→ Task brief: Write out, word for word, every line in the data below from the one containing "positive clicks: (127, 118) (130, 117)" to the one containing "box: [243, 119, 257, 131]", both of them included.

_ _ _ _ _

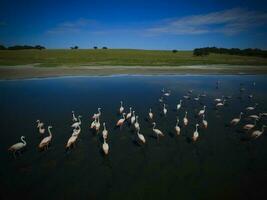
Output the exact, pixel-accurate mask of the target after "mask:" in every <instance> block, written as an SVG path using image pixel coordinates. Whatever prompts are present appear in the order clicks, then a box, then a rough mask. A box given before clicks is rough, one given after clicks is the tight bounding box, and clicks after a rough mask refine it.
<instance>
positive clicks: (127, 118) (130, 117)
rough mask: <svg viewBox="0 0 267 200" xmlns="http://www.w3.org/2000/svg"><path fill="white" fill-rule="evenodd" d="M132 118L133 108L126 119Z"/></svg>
mask: <svg viewBox="0 0 267 200" xmlns="http://www.w3.org/2000/svg"><path fill="white" fill-rule="evenodd" d="M131 117H132V107H130V111H129V113H128V114H127V115H126V119H130V118H131Z"/></svg>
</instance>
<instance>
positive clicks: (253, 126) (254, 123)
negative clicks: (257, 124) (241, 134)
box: [243, 119, 257, 131]
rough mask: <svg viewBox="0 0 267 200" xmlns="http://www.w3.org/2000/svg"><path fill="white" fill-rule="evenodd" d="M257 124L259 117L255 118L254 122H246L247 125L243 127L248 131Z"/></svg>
mask: <svg viewBox="0 0 267 200" xmlns="http://www.w3.org/2000/svg"><path fill="white" fill-rule="evenodd" d="M256 124H257V119H255V122H254V124H246V125H245V126H243V129H246V130H247V131H249V130H250V129H252V128H254V127H255V126H256Z"/></svg>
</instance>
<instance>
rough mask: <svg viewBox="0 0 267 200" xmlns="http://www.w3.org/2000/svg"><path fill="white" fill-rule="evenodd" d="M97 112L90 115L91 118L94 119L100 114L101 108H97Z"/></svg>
mask: <svg viewBox="0 0 267 200" xmlns="http://www.w3.org/2000/svg"><path fill="white" fill-rule="evenodd" d="M97 110H98V113H95V114H94V115H93V117H92V119H96V118H99V117H100V116H101V108H98V109H97Z"/></svg>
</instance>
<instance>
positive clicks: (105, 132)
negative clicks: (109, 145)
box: [102, 122, 108, 140]
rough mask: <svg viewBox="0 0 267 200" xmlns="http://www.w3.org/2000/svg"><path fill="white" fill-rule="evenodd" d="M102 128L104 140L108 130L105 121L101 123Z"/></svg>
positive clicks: (106, 134)
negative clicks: (106, 128) (101, 124)
mask: <svg viewBox="0 0 267 200" xmlns="http://www.w3.org/2000/svg"><path fill="white" fill-rule="evenodd" d="M103 127H104V130H103V131H102V136H103V139H104V140H106V139H107V138H108V130H107V129H106V123H105V122H104V123H103Z"/></svg>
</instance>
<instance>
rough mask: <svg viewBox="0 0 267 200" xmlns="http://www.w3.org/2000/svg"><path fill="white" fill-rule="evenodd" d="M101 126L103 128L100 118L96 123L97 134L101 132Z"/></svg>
mask: <svg viewBox="0 0 267 200" xmlns="http://www.w3.org/2000/svg"><path fill="white" fill-rule="evenodd" d="M100 126H101V124H100V119H99V117H98V118H97V121H96V123H95V130H96V132H97V133H98V131H99V129H100Z"/></svg>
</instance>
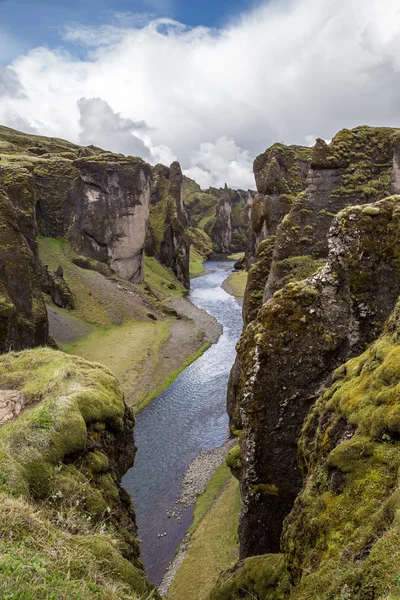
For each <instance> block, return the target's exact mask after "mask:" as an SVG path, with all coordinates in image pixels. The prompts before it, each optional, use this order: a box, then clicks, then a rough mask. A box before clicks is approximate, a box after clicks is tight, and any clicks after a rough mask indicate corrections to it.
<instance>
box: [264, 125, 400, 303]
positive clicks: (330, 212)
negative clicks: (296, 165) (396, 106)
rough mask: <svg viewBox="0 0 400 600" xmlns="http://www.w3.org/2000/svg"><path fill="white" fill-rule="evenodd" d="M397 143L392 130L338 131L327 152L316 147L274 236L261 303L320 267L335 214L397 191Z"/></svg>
mask: <svg viewBox="0 0 400 600" xmlns="http://www.w3.org/2000/svg"><path fill="white" fill-rule="evenodd" d="M397 138H398V132H397V131H396V130H393V129H385V128H382V129H379V128H373V127H358V128H356V129H353V130H351V131H348V130H344V131H341V132H340V133H338V134H337V135H336V136H335V137H334V138H333V140H332V143H331V144H330V145H329V146H328V145H327V144H326V143H325V142H324V141H323V140H318V141H317V143H316V145H315V147H314V149H313V151H312V157H311V168H310V170H309V172H308V176H307V179H306V187H305V190H304V192H303V193H301V194H299V195H298V196H297V198H296V199H295V200H294V202H293V204H292V206H291V208H290V211H289V212H288V213H287V215H286V216H285V218H284V219H283V220H282V222H281V224H280V225H279V228H278V230H277V236H276V242H275V248H274V256H273V262H272V266H271V270H270V273H269V276H268V281H267V284H266V287H265V293H264V301H266V300H268V299H269V298H271V297H272V296H273V294H274V292H276V291H277V290H278V289H280V288H281V287H282V285H284V284H285V283H287V282H288V281H290V280H292V279H297V280H299V279H302V278H305V277H308V276H309V275H311V274H312V273H313V272H314V271H315V270H316V269H318V268H319V267H320V264H321V263H320V262H319V261H321V259H326V256H327V253H328V231H329V227H330V226H331V223H332V219H333V217H334V215H335V214H337V213H338V212H339V211H341V210H342V209H343V208H345V207H346V206H354V205H356V204H366V203H371V202H376V201H377V200H379V199H382V198H384V197H385V196H388V195H390V194H395V193H397V192H399V191H400V187H398V186H397V185H396V181H395V178H394V179H393V181H392V183H391V174H392V173H395V169H394V168H393V166H394V164H395V160H396V159H395V156H396V153H395V147H396V144H397Z"/></svg>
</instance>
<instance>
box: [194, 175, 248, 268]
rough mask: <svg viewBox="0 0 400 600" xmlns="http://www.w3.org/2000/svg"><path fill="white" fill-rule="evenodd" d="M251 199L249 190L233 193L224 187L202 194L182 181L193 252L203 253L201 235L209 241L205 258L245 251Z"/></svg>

_ _ _ _ _

→ Task output:
positive clicks: (127, 118) (130, 117)
rough mask: <svg viewBox="0 0 267 200" xmlns="http://www.w3.org/2000/svg"><path fill="white" fill-rule="evenodd" d="M132 118L133 108L126 119Z"/></svg>
mask: <svg viewBox="0 0 267 200" xmlns="http://www.w3.org/2000/svg"><path fill="white" fill-rule="evenodd" d="M131 117H132V107H130V111H129V113H128V114H127V115H126V119H130V118H131Z"/></svg>
</instance>
<instance>
positive clicks: (253, 126) (254, 123)
negative clicks: (257, 124) (241, 134)
box: [243, 119, 257, 131]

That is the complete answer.